**Work to be completed**
Find the line that contains "Task: spot one point per instance of the white". Repeat that line and all lines following it, exactly, through the end of the listing below.
** Start Data supplied **
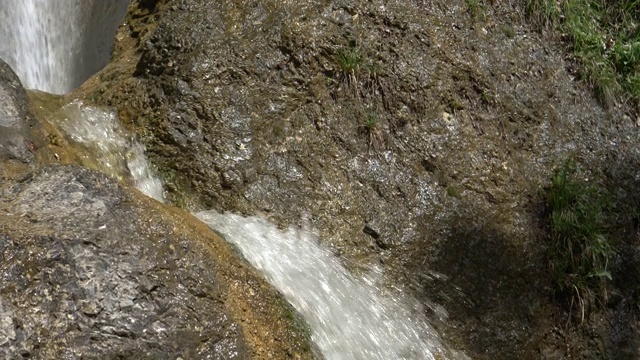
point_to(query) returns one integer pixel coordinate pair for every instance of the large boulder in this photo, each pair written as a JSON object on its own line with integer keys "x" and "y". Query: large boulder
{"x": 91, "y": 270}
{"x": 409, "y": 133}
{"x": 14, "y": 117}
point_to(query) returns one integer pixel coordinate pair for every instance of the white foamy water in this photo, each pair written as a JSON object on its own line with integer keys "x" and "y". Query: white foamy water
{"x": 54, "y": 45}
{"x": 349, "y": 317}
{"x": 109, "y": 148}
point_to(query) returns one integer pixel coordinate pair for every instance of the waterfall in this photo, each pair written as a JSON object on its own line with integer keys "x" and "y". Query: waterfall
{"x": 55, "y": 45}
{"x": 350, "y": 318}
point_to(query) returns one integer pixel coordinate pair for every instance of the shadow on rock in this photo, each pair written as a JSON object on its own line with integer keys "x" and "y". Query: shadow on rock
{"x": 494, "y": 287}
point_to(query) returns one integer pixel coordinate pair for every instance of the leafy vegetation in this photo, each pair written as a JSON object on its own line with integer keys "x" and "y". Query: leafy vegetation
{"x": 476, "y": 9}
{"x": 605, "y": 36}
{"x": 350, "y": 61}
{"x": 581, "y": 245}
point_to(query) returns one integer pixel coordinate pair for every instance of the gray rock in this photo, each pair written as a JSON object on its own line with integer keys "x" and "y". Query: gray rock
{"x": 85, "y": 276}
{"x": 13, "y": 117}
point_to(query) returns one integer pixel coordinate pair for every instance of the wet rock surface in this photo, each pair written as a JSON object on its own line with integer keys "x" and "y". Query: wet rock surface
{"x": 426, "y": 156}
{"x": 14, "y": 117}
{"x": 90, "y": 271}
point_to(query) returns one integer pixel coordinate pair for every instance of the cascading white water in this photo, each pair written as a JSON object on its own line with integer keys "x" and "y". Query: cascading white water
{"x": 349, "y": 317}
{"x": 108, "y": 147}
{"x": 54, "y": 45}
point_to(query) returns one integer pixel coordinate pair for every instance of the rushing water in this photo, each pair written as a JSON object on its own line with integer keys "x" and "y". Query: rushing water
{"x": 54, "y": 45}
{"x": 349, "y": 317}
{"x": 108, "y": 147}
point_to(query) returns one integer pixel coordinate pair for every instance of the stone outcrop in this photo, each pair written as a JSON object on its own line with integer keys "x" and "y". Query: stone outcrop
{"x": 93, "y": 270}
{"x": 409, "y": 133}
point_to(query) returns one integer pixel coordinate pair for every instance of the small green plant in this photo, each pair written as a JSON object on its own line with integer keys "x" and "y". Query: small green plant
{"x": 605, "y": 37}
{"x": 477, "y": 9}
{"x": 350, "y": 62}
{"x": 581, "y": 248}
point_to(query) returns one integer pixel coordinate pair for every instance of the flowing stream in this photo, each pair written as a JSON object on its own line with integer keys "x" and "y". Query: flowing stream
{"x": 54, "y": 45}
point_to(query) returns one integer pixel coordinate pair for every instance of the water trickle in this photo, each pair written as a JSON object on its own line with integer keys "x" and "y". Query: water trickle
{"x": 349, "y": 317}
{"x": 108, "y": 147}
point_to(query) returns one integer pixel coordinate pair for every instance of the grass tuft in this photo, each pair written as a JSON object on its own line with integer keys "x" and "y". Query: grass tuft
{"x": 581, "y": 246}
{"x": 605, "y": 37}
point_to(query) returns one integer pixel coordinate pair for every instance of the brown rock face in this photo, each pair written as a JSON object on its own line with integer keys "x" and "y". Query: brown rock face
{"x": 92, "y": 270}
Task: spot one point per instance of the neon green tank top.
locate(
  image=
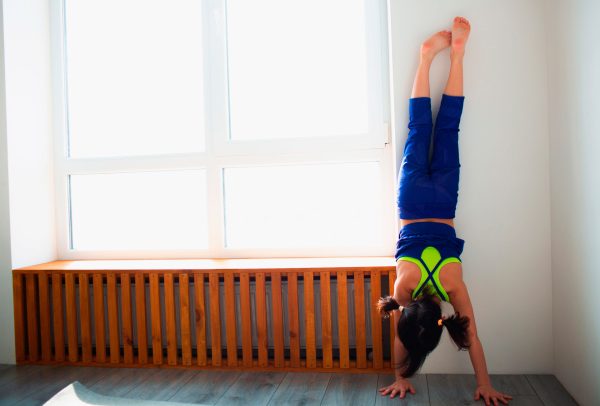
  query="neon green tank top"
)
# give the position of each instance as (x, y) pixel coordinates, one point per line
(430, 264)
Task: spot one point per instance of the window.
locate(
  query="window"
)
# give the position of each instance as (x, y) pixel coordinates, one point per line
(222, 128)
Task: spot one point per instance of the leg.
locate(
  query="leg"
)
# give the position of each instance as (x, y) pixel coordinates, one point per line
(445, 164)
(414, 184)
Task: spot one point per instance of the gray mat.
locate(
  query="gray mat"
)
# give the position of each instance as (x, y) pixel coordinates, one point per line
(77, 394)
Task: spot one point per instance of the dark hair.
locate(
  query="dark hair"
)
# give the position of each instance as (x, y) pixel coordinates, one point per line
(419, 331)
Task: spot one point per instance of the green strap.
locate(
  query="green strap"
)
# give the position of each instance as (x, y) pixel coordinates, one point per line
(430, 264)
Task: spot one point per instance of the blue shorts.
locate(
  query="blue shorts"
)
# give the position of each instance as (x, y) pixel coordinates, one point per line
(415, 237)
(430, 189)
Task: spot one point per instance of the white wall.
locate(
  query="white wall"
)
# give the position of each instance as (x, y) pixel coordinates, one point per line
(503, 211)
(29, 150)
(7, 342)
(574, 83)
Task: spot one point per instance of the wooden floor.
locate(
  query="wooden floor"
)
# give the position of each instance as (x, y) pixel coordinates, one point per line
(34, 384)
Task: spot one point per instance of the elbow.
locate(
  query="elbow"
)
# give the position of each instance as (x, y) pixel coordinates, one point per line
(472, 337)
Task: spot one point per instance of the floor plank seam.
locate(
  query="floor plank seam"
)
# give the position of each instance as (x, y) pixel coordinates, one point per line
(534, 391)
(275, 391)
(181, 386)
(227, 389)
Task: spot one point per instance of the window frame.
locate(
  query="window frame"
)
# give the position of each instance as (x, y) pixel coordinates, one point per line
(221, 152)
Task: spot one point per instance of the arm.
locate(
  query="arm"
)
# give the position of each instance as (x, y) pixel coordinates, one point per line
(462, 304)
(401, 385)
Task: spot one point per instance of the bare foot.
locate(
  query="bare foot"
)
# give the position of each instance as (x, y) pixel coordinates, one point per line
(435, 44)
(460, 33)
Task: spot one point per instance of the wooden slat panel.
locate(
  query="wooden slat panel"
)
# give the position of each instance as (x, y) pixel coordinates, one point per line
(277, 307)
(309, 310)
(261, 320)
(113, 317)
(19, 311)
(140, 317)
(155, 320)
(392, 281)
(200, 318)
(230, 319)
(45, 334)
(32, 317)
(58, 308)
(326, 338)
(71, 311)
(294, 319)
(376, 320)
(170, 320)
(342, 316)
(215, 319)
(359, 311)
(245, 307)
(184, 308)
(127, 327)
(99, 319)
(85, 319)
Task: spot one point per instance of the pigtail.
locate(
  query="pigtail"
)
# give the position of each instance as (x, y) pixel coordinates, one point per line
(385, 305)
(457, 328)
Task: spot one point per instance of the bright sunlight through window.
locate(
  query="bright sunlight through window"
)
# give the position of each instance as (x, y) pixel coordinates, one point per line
** End Data supplied **
**Result of this task**
Task: spot one point per instance of the white wall.
locate(
  query="white wall"
)
# give the position of each instance as (x, y) pixel coordinates, one point per line
(503, 211)
(29, 150)
(7, 342)
(574, 83)
Task: spot one point per instance of the wooden floor.
locate(
  query="wooden floor"
)
# give the position of each instance as (x, y) pixel coordinates, one point per line
(34, 384)
Task: spot one point per instance of the elbow.
locate(
  query="elbow"
)
# give the position of each instance as (x, y) pixel coordinates, one point per line
(472, 337)
Task: spot one point per instance of the floor plank seam.
locate(
  query="floor plank seam"
)
# give the position of each instance as (x, y) pixel coordinates, one point per line
(534, 391)
(275, 391)
(181, 386)
(227, 389)
Task: spot one point per instance of the window frame.
locate(
  query="window frame"
)
# give the position of each instance as (x, y) pixel coordinates, one point per line
(221, 152)
Task: spot one point per instance of the arm.
locate(
  query="arm"
)
# give the position of each instance as (x, y) pixel coordinates, one point per line
(462, 304)
(401, 385)
Task: spot one point per instance of the bare foot.
locate(
  query="bare foot"
)
# give the position of each instance as (x, y) pixel coordinates, one point per line
(435, 44)
(460, 33)
Task: spot one point per instance of the wooden slat panel.
locate(
  query="wooden slat panel"
)
# give the position of each instance as (x, y) pixel coordinates, one point per line
(277, 307)
(309, 310)
(261, 320)
(113, 317)
(19, 311)
(140, 317)
(155, 320)
(392, 281)
(200, 318)
(230, 319)
(45, 334)
(32, 317)
(58, 308)
(326, 338)
(71, 311)
(294, 319)
(376, 320)
(170, 320)
(342, 316)
(215, 319)
(359, 311)
(245, 307)
(184, 308)
(127, 327)
(99, 319)
(85, 319)
Task: spot one point per instance of the pigtail.
locate(
  query="pigtail"
)
# give the position of each instance as (x, y) pixel coordinates, one point per line
(385, 305)
(457, 328)
Task: spot one point per instance of the bright sunlight through window.
locate(
  query="bright sunlight through window"
)
# give the position of each instance as (x, y) pixel coordinates, one point per line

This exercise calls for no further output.